### Brief
Below are some records; give them all again exactly, but not the pictures.

### Saved data entries
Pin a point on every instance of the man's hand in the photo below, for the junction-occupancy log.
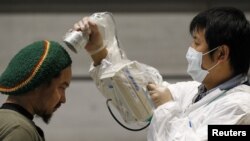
(159, 94)
(95, 43)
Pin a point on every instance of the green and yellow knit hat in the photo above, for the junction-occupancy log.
(32, 65)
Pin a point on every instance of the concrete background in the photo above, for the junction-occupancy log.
(157, 39)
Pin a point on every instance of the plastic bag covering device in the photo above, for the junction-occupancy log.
(122, 81)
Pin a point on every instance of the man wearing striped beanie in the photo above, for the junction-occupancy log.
(35, 81)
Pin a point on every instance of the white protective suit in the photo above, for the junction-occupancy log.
(180, 119)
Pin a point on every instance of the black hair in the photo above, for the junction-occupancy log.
(226, 26)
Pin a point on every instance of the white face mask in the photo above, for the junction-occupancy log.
(194, 59)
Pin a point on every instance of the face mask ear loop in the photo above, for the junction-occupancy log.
(112, 114)
(211, 50)
(213, 66)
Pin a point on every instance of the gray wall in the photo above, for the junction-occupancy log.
(157, 39)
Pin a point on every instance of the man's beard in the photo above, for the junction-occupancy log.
(46, 117)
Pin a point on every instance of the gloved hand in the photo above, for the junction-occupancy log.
(159, 94)
(95, 43)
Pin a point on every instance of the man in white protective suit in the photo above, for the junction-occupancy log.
(218, 61)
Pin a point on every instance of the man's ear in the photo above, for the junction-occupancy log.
(223, 53)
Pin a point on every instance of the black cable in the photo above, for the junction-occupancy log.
(112, 114)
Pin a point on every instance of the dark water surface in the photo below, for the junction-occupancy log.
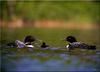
(50, 60)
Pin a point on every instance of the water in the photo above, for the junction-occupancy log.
(50, 60)
(44, 61)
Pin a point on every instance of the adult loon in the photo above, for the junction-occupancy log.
(74, 44)
(44, 46)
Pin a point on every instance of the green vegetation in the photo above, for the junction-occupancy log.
(63, 10)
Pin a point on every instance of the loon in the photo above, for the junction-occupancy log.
(44, 45)
(73, 43)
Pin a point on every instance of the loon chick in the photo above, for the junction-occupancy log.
(11, 44)
(44, 45)
(74, 44)
(29, 39)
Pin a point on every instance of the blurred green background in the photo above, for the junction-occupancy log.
(52, 10)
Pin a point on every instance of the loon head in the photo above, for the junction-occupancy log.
(71, 39)
(44, 45)
(29, 39)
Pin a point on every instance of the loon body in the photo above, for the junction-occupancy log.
(44, 46)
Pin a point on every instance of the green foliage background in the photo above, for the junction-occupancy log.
(55, 10)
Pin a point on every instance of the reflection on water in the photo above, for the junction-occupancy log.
(40, 61)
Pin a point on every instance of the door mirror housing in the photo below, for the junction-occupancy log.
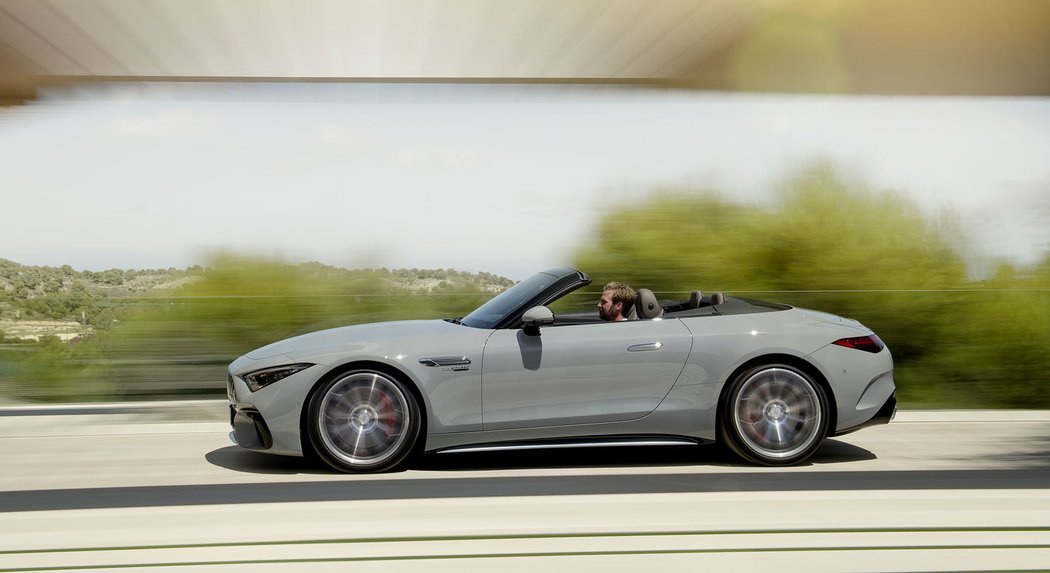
(536, 317)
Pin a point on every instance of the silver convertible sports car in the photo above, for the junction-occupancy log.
(768, 381)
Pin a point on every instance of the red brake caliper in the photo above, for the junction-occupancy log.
(386, 414)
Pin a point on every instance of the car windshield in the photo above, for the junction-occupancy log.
(489, 314)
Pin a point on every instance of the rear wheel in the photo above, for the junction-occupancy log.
(774, 415)
(363, 421)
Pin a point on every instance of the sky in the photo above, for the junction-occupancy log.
(502, 178)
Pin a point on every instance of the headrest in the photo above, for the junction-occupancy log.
(694, 299)
(645, 302)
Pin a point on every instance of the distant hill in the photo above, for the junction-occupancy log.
(61, 301)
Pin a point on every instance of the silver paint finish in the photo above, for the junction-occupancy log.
(570, 380)
(580, 374)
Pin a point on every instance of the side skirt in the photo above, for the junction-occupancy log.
(658, 441)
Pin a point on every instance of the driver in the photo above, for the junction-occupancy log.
(616, 301)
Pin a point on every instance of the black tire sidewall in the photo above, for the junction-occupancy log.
(730, 438)
(321, 451)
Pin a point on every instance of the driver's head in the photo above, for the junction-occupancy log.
(616, 301)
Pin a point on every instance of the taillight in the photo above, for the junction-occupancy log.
(867, 343)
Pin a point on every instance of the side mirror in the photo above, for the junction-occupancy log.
(536, 317)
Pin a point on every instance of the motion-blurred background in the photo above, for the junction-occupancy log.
(185, 181)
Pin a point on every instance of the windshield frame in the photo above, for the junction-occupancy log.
(505, 310)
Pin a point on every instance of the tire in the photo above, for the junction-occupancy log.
(774, 415)
(363, 421)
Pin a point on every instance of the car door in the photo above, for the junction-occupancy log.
(582, 374)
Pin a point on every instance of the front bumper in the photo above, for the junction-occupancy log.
(250, 430)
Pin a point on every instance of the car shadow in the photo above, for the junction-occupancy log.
(237, 459)
(832, 451)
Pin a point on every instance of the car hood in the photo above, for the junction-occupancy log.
(358, 338)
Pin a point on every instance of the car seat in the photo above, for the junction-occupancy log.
(646, 304)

### Output below
Pin a point on every instance of the man's hand in the photo below, for the junction-occupancy log.
(159, 94)
(95, 43)
Pin a point on every instance of the green and yellow knit hat in the photo above, for the junction-occupancy log.
(32, 65)
Pin a point on every instance of the concrete background in the photo above, for the junction-occupancy log.
(157, 39)
Pin a point on every instance of the plastic bag covering device in the photo above, for the junction-occupancy log.
(122, 81)
Pin a point on every instance of the man wearing striped beanie in the photo above, for the junction-occupancy log.
(35, 81)
Pin a point on every instance of the white protective suit in the photo above, for the junction-occupancy log.
(180, 119)
Pin a point on every instance of the black hair in the photo above, for the junction-occupancy log.
(226, 26)
Pin a point on every instance of the white face mask in the photo above, for the junction-occupancy log.
(194, 59)
Pin a point on every instance of the face mask ear loop in the photo above, for the junction-occupancy log.
(112, 114)
(211, 50)
(213, 66)
Pin a point on every instance of the gray wall in the photo above, for the junction-occupancy log.
(157, 39)
Pin a point on every instance of the man's beard in the photo above, for the junction-occupancy log.
(46, 117)
Pin a point on every instance of the gloved hand in the photo above, for the junction-occupancy log.
(159, 94)
(95, 43)
Pin a point on every instance of the man in white protective suit in the photo above, for the junction-occupancy log.
(218, 61)
Pin a point on every instance of the man's ear in the photo above, for the junction-occupancy log.
(223, 53)
Pin a point on every instance of the black cable in the photo above, for the junction-occupancy log.
(112, 114)
Pin a point on every instance of the dark water surface in the photo below, for the junction-occupancy log.
(50, 60)
Pin a point on every instance of the water in the photo above, for the junction-occupancy log.
(50, 60)
(44, 61)
Pin a point on every instance of the adult loon in the photo above, for the junction-occupancy log.
(74, 44)
(44, 46)
Pin a point on every instance of the green vegetation in the photo above, for the junction-occupancy log.
(63, 10)
Pin a point on every instance of the loon in the photo above, for the junction-occupancy log.
(44, 45)
(73, 43)
Pin a point on every instance of the loon chick in the photo above, for the junction-occupancy log.
(11, 44)
(44, 45)
(74, 44)
(29, 39)
Pin a point on every instance of the blurred green background in the photo above, for the junction-occupancy log.
(52, 10)
Pin a point on every instance of the loon head in the photo above, for the junction-occupancy log.
(71, 39)
(44, 45)
(29, 39)
Pin a point on every instance of the loon body in the photo above, for the junction-occupancy log.
(44, 46)
Pin a point on every instance of the green foliage background in the photo above, for the junction-occupancy log.
(55, 10)
Pin a point on every instance of the reflection on water in the photo above, for the junction-occupancy log.
(40, 61)
Pin a point on every instance of the door mirror housing in the photo below, for the junction-occupancy log.
(536, 317)
Pin a point on every instance of the silver convertible sports car in the photo above, for the junction-occupancy log.
(768, 381)
Pin a point on every instance of the red brake caliper in the photo above, for the junction-occupancy log.
(386, 414)
Pin a point on every instance of the car windshield in the photo above, for the junction-occupancy log.
(489, 314)
Pin a point on every instance of the rear wheel in the photo above, for the junction-occupancy log.
(774, 415)
(363, 421)
Pin a point on every instance of the sky in the photo above, for the junction-occupancy log.
(502, 178)
Pin a point on every instance of the headrest in the photo above, for the junction-occupancy log.
(694, 299)
(645, 302)
Pin a point on every instance of the distant hill in the photo above, for the junction-occupancy log.
(61, 301)
Pin a point on every instance of the silver paint finish in the photo above, for the junction-occupancy log.
(570, 380)
(580, 374)
Pin a point on every instance of the side skirt in the photo above, for the junction-occupancy log.
(658, 441)
Pin a point on every instance of the driver in the photo above, for the junction-occupancy log.
(616, 301)
Pin a point on every instance of the black tire sidewall in the photo above, for the junction-occupancy log.
(730, 438)
(321, 451)
Pin a point on every instance of the driver's head in the photo above, for the junction-occupancy log.
(616, 301)
Pin a point on every instance of the taillight in the photo above, for the junction-occupancy log.
(867, 343)
Pin a point on every instance of the side mirror in the photo above, for the junction-occupancy log.
(536, 317)
Pin a point on every instance of the motion-blurred background in the photo above, for the junction-occupancy log.
(185, 181)
Pin a point on every instance of the windshield frame in the photo above, for the junction-occupancy log.
(505, 310)
Pin a point on every instance of the tire in the photo above, for the junction-occupancy log.
(774, 415)
(363, 421)
Pin a point on every instance of the car door in the photo above, for the junction-occupancy log.
(582, 374)
Pin a point on every instance of the front bumper in the photo above, for the junction-occupancy log.
(250, 430)
Pin a point on every instance of the car shadow in the photo above, for the junction-occupancy log.
(237, 459)
(832, 451)
Pin a point on every instance of the car hood in the photo above, for the junction-occupancy log.
(358, 338)
Pin a point on every instance of the car seat in the photo above, for the junction-occupancy log.
(646, 304)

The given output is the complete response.